#### Rows of box annotation data:

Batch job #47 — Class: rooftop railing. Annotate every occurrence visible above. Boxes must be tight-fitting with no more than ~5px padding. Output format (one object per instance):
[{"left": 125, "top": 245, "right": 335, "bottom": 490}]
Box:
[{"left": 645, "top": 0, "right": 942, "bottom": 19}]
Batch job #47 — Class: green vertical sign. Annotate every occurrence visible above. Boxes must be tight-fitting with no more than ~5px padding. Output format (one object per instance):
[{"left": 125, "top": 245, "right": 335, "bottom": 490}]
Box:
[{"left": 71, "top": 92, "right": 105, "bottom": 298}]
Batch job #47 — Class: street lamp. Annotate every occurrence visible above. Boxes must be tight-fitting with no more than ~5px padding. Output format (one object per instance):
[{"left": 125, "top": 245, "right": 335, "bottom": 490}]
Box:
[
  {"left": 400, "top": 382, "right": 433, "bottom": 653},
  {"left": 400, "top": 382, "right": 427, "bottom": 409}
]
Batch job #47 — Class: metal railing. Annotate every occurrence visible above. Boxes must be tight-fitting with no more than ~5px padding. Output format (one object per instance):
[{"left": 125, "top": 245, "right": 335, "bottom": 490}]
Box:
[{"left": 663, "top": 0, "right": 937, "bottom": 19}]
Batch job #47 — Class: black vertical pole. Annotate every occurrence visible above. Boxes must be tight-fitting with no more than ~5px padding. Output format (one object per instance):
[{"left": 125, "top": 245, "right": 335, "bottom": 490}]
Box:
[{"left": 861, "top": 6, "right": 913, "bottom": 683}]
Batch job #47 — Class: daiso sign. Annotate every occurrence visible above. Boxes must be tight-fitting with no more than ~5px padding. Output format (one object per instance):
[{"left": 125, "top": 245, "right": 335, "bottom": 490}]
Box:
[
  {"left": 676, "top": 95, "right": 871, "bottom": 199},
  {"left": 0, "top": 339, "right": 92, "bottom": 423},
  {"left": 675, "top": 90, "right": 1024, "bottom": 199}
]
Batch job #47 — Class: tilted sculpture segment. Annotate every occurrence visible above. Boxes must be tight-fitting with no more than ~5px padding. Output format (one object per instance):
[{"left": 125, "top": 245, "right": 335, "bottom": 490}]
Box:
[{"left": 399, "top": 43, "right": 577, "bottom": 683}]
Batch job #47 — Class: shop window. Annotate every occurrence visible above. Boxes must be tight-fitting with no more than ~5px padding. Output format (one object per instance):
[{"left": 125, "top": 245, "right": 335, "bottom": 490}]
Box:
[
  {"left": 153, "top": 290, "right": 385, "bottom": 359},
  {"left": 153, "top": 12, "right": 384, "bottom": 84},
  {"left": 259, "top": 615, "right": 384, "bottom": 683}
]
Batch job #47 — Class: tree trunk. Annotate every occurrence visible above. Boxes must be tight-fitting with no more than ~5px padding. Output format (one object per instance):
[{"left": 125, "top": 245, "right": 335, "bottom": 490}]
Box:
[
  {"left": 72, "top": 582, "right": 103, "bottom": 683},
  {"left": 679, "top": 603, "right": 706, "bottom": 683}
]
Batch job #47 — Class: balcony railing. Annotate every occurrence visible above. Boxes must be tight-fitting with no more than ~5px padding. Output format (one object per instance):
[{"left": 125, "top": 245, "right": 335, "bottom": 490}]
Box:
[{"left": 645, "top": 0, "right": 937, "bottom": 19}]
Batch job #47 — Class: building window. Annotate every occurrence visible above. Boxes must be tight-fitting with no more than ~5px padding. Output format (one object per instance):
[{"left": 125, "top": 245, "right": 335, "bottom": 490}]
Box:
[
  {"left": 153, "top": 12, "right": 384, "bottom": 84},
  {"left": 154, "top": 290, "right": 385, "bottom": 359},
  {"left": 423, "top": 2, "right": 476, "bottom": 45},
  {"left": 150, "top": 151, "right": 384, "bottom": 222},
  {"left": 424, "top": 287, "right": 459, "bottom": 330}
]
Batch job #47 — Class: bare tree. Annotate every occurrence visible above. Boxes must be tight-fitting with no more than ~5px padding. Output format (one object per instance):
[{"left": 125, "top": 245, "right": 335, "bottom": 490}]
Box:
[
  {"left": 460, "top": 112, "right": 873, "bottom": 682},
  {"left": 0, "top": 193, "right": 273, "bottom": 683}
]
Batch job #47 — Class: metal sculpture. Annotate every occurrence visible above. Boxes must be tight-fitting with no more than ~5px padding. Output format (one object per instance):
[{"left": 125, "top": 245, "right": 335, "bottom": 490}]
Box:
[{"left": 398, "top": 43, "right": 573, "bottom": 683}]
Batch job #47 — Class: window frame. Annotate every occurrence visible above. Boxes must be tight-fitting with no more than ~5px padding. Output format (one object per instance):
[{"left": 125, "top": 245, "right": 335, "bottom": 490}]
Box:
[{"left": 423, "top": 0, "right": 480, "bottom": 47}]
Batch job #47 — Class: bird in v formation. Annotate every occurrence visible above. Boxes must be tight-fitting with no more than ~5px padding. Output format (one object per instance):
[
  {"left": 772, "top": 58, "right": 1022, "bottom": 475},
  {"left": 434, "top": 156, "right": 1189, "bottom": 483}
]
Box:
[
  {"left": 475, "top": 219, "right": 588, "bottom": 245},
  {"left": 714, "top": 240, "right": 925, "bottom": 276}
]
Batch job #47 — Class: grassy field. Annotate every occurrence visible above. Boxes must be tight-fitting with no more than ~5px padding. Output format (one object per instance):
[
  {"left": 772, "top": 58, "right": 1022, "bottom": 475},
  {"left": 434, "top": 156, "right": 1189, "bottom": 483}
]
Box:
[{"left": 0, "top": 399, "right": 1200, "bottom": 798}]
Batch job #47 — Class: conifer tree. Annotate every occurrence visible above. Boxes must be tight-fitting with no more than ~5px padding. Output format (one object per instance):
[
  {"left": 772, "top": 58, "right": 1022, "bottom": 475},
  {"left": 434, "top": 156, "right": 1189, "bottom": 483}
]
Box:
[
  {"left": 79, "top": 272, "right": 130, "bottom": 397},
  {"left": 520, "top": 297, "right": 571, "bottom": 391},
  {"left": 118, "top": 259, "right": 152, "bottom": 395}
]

#### REQUIREMENTS:
Rewrite all of the lines above as a Markdown table with the columns "Row" and "Line", numbering each row and leaving out blank lines.

#### REPLY TO THE EXERCISE:
| Row | Line |
|---|---|
| 1 | Batch job #47 — Class: rooftop railing. Annotate every occurrence visible above. Boxes must be tight-fitting with no more than ~5px padding. Output format (one object per instance): |
| 2 | [{"left": 125, "top": 245, "right": 335, "bottom": 490}] |
| 3 | Box: |
| 4 | [{"left": 645, "top": 0, "right": 942, "bottom": 19}] |
| 5 | Batch job #47 — Class: green vertical sign. Annotate every occurrence visible above. Boxes must be tight-fitting with no more than ~5px padding. Output format (one object per instance): |
| 6 | [{"left": 125, "top": 245, "right": 335, "bottom": 490}] |
| 7 | Box: |
| 8 | [{"left": 71, "top": 92, "right": 105, "bottom": 298}] |
| 9 | Batch job #47 — Class: street lamp. Annotate every occurrence visible above. Boxes must be tight-fitting with no more than ~5px padding. Output format (one object per instance): |
| 10 | [{"left": 125, "top": 245, "right": 335, "bottom": 490}] |
| 11 | Box: |
| 12 | [ |
| 13 |   {"left": 400, "top": 382, "right": 433, "bottom": 653}, |
| 14 |   {"left": 400, "top": 382, "right": 427, "bottom": 409} |
| 15 | ] |
| 16 | Batch job #47 — Class: metal railing. Annotate every occurrence visible above. Boxes must be tight-fitting with no more than ~5px padding. Output format (one object per instance): |
| 17 | [{"left": 125, "top": 245, "right": 335, "bottom": 490}] |
| 18 | Box: |
| 19 | [{"left": 663, "top": 0, "right": 937, "bottom": 19}] |
| 20 | Batch job #47 — Class: black vertical pole. Annotate every occurrence visible above. Boxes must be tight-fitting with no more than ~5px padding. Output format (one object per instance): |
| 21 | [{"left": 125, "top": 245, "right": 335, "bottom": 490}] |
| 22 | Box: |
| 23 | [{"left": 861, "top": 6, "right": 913, "bottom": 683}] |
| 24 | Batch job #47 — Class: daiso sign. Annotate every occurrence visible above. Boxes must be tight-fitting with no more than ~5px padding. Output format (one object per instance): |
| 25 | [{"left": 125, "top": 245, "right": 335, "bottom": 490}] |
| 26 | Box: |
| 27 | [ |
| 28 |   {"left": 676, "top": 95, "right": 871, "bottom": 199}, |
| 29 |   {"left": 0, "top": 339, "right": 92, "bottom": 423}, |
| 30 |   {"left": 675, "top": 90, "right": 1024, "bottom": 199} |
| 31 | ] |
| 32 | Batch job #47 — Class: tilted sculpture segment. Annotate every occurrence visible above. Boxes must be tight-fitting with no more than ~5px padding. Output format (one object per instance): |
| 33 | [{"left": 125, "top": 245, "right": 335, "bottom": 490}] |
| 34 | Box: |
| 35 | [{"left": 399, "top": 43, "right": 577, "bottom": 683}] |
| 36 | Batch job #47 — Class: shop window. Annotate every occurrence visible above. Boxes must be tight-fitting with no more than ~5px padding. Output format (one object per instance): |
| 37 | [{"left": 125, "top": 245, "right": 335, "bottom": 490}] |
| 38 | Box: |
| 39 | [ |
| 40 |   {"left": 153, "top": 290, "right": 385, "bottom": 359}, |
| 41 |   {"left": 153, "top": 12, "right": 384, "bottom": 84}, |
| 42 |   {"left": 259, "top": 615, "right": 384, "bottom": 683} |
| 43 | ] |
| 44 | Batch job #47 — Class: tree trunk. Annotate every occurrence visible above. Boxes must be tight-fitting with no more than ~5px padding. Output format (one object per instance): |
| 45 | [{"left": 125, "top": 245, "right": 335, "bottom": 490}] |
| 46 | Box: |
| 47 | [ |
| 48 |   {"left": 72, "top": 582, "right": 103, "bottom": 683}, |
| 49 |   {"left": 679, "top": 603, "right": 706, "bottom": 683} |
| 50 | ] |
| 51 | Batch job #47 — Class: balcony railing. Annotate every occurrence visible above. Boxes must be tight-fitting with no more than ~5px padding. Output format (one object per instance): |
| 52 | [{"left": 125, "top": 245, "right": 335, "bottom": 490}] |
| 53 | Box: |
| 54 | [{"left": 645, "top": 0, "right": 937, "bottom": 19}] |
| 55 | Batch job #47 — Class: building window. Annotate every occurrence visible above. Boxes must be tight-fitting with no more than ~5px padding. Output format (one object per instance): |
| 56 | [{"left": 125, "top": 245, "right": 335, "bottom": 490}] |
| 57 | Box: |
| 58 | [ |
| 59 |   {"left": 153, "top": 12, "right": 384, "bottom": 84}, |
| 60 |   {"left": 154, "top": 290, "right": 385, "bottom": 359}, |
| 61 |   {"left": 423, "top": 2, "right": 476, "bottom": 45}, |
| 62 |   {"left": 150, "top": 151, "right": 384, "bottom": 222}, |
| 63 |   {"left": 424, "top": 287, "right": 459, "bottom": 330} |
| 64 | ] |
| 65 | Batch job #47 — Class: bare tree. Annotate every occurrence visible above. Boxes must be tight-fitting with no more than ~5px padding. Output format (one object per instance): |
| 66 | [{"left": 125, "top": 245, "right": 335, "bottom": 490}] |
| 67 | Box: |
| 68 | [ |
| 69 |   {"left": 460, "top": 112, "right": 873, "bottom": 682}, |
| 70 |   {"left": 0, "top": 193, "right": 273, "bottom": 683} |
| 71 | ] |
| 72 | Batch job #47 — Class: metal sculpture. Annotate every occurrence visible above. Boxes must be tight-fitting with no more than ~5px padding. Output format (one object per instance): |
| 73 | [{"left": 125, "top": 245, "right": 335, "bottom": 490}] |
| 74 | Box: |
| 75 | [{"left": 398, "top": 43, "right": 573, "bottom": 683}] |
| 76 | Batch job #47 — Class: window frame. Annotate every occurrence visible above. Boxes must be tight-fitting with no more than ~5px padding. Output format (one object per instance): |
| 77 | [{"left": 125, "top": 245, "right": 335, "bottom": 490}] |
| 78 | Box: |
| 79 | [{"left": 423, "top": 0, "right": 480, "bottom": 47}] |
| 80 | Batch job #47 — Class: bird in v formation. Annotate every occurrence visible above. Boxes must be tight-fitting with no more than ~5px padding. Output format (one object per instance): |
| 81 | [ |
| 82 |   {"left": 772, "top": 58, "right": 1022, "bottom": 475}, |
| 83 |   {"left": 434, "top": 156, "right": 1189, "bottom": 483} |
| 84 | ] |
| 85 | Box: |
| 86 | [ |
| 87 |   {"left": 475, "top": 219, "right": 588, "bottom": 245}, |
| 88 |   {"left": 714, "top": 240, "right": 925, "bottom": 276} |
| 89 | ] |
| 90 | Batch job #47 — Class: grassy field. Annotate every occurrence visible above. Boxes must be tight-fitting with no more than ~5px padding. Output format (one object per instance): |
| 91 | [ |
| 92 |   {"left": 772, "top": 58, "right": 1022, "bottom": 475}, |
| 93 |   {"left": 434, "top": 156, "right": 1189, "bottom": 483} |
| 94 | ] |
| 95 | Box: |
| 96 | [{"left": 0, "top": 399, "right": 1200, "bottom": 798}] |
| 97 | Batch job #47 — Class: conifer tree. Annotate every occurrence visible above. Boxes must be tight-fitting with no more than ~5px padding. Output format (one object per instance): |
| 98 | [ |
| 99 |   {"left": 772, "top": 58, "right": 1022, "bottom": 475}, |
| 100 |   {"left": 434, "top": 156, "right": 1189, "bottom": 483} |
| 101 | ] |
| 102 | Box: |
| 103 | [ |
| 104 |   {"left": 79, "top": 272, "right": 130, "bottom": 397}, |
| 105 |   {"left": 520, "top": 297, "right": 571, "bottom": 391}, |
| 106 |   {"left": 118, "top": 259, "right": 152, "bottom": 395} |
| 107 | ] |